::: Source extract :::

A number of legislators from both sides of the aisle have joined in expressing their concerns about a hemp ban, which would wipe out a several billion dollar industry. In a letter sent to Speaker of the House Mike Johnson, 27 House representatives strongly opposed the resolutions. Among them are North Texans Julie Johnson and Marc Veasey, as well as Houston Republican Dan Crenshaw. Unlikely fighters jumping in the ring are South Carolina’s Nancy Mace and Kentucky’s James Cormer. 

“By arbitrarily changing the definition of legal hemp rather than responsibly regulating the market, Congress is effectively turning out the lights on America’s legal hemp farmers and undermining the work being done by our colleagues in the authorizing committees and in states that have created regulatory frameworks for hemp products,” reads the letter addressed to Speaker Johnson. 

Related

Higdon says the changing perspectives of lawmakers as the THC industry grows keep the debate of various bans under the dome of Capitol buildings across the country. 

“This is an issue that’s divided the Republican Party,” he said. “The divide between Abbott and Patrick, that’s a real divide that has really split the Republican Party in half. You can see that state after state and at the federal level.” 

A Rehashing of the Texas Ban

Related

The Texas Legislature passed a bill in June that would completely outlaw hemp-derived THC products in Texas. The passage came after a whirlwind session filled with theatrics and hyperbolized anti-marijuana rhetoric led by Patrick, who championed the issue. Then, in the final hours, literally minutes before the bill would become automatically enforced without his signature, Abbott vetoed it, much to the chagrin of his longtime colleague. 

Soon after, Abbott added the issue to the agenda for the first of two special sessions. However, House Democrats then left the state, breaking the quorum, over proposed congressional redistricting, and the THC issue was put on the back burner. When the Democrats returned, they presumably had bigger fish to fry than people’s ability to get fried on THC.

:::

## Written task A
In the hemp ban article, give the part from "The Texas Legislature" to "his longtime colleague." again, substituting "May" for "June".
## Written task B
According to the hemp ban article, how many House representatives sent the letter to Speaker Mike Johnson opposing the resolutions?

::: Raw data :::

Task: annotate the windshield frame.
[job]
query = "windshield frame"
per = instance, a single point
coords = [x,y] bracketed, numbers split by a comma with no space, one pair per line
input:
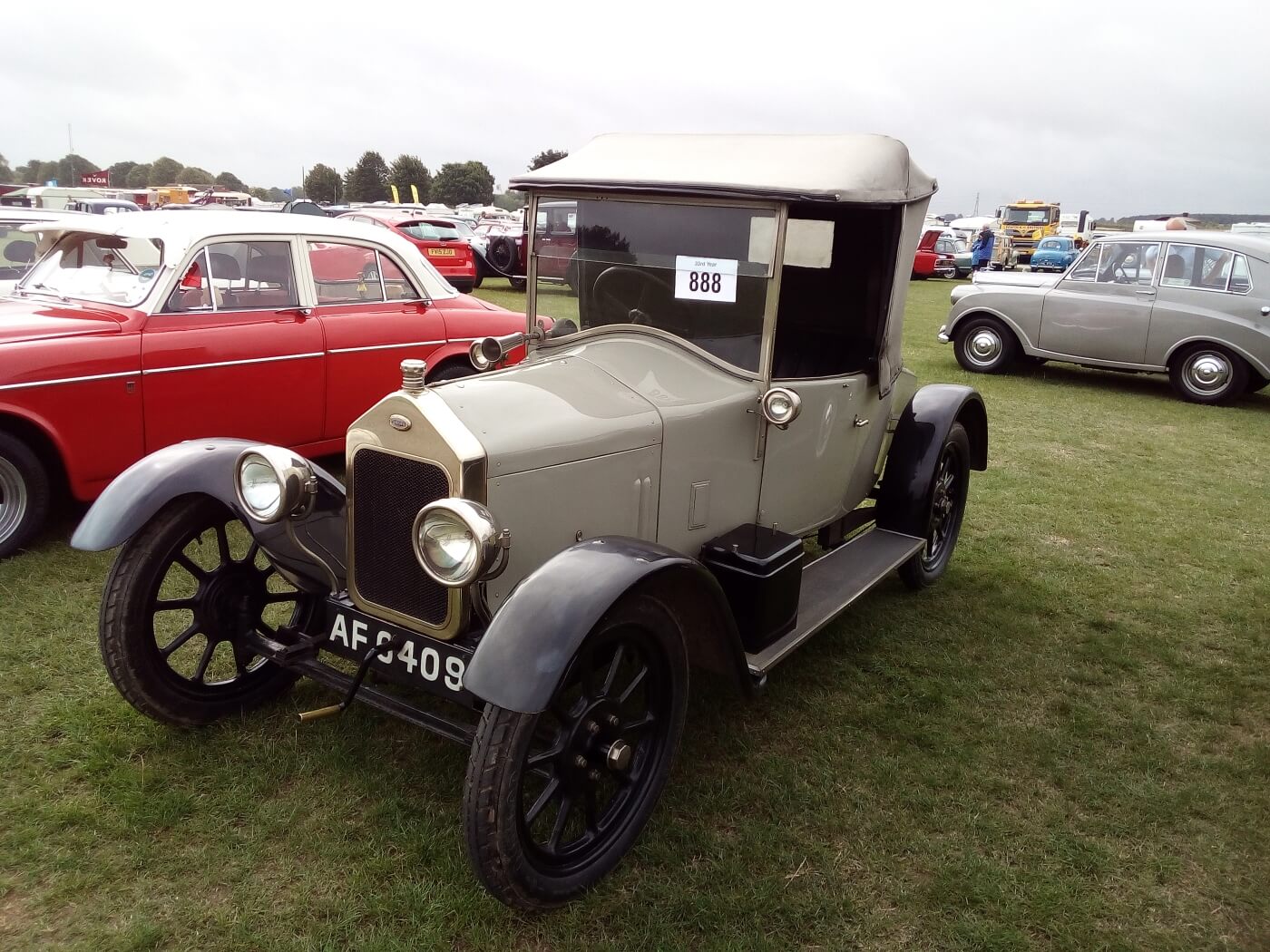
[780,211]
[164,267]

:::
::: Raw data :::

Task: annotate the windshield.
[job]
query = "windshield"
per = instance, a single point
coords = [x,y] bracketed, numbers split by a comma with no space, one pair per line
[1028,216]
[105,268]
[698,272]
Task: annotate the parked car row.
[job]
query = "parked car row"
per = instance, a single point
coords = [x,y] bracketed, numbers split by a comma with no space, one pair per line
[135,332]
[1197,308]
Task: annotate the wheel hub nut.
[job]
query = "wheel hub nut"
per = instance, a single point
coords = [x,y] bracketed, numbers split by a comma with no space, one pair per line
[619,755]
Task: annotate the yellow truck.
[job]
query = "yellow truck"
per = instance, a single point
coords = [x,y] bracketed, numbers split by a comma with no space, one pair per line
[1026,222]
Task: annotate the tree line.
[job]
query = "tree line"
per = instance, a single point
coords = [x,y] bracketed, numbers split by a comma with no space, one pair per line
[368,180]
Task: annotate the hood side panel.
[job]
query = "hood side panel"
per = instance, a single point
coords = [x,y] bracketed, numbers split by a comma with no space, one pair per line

:::
::: Raw data :::

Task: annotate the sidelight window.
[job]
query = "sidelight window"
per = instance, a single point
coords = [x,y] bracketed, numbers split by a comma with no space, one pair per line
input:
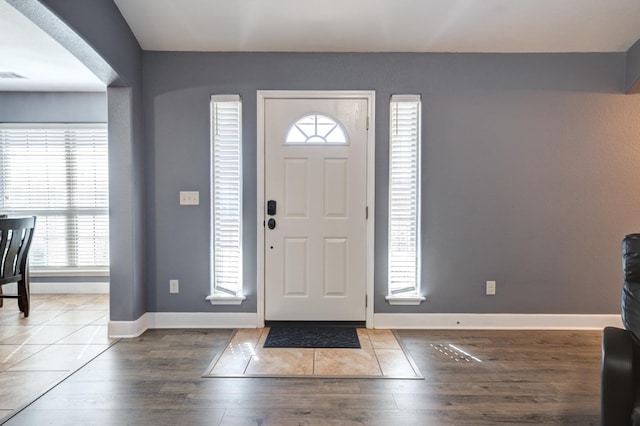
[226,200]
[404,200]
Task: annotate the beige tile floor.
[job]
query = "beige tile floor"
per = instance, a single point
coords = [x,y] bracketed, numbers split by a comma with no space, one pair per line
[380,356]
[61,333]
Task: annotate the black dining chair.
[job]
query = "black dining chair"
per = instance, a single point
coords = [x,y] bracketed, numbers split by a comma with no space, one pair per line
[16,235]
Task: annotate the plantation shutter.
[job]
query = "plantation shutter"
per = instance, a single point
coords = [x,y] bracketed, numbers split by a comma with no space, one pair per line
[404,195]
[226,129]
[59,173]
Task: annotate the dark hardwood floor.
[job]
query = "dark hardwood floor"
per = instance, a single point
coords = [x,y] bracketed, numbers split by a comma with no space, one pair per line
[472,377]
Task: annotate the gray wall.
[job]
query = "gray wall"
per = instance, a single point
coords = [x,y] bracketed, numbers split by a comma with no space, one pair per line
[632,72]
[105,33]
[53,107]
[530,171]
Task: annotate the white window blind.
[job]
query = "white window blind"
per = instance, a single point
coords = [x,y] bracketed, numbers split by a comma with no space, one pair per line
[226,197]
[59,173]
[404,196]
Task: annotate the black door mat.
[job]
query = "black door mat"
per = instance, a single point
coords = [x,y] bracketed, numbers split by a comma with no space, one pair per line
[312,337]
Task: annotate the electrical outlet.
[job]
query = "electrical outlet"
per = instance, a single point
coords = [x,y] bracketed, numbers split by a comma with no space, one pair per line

:::

## Solution A
The Texas Legislature passed a bill in May that would completely outlaw hemp-derived THC products in Texas. The passage came after a whirlwind session filled with theatrics and hyperbolized anti-marijuana rhetoric led by Patrick, who championed the issue. Then, in the final hours, literally minutes before the bill would become automatically enforced without his signature, Abbott vetoed it, much to the chagrin of his longtime colleague.

## Solution B
Twenty-seven House representatives sent the letter.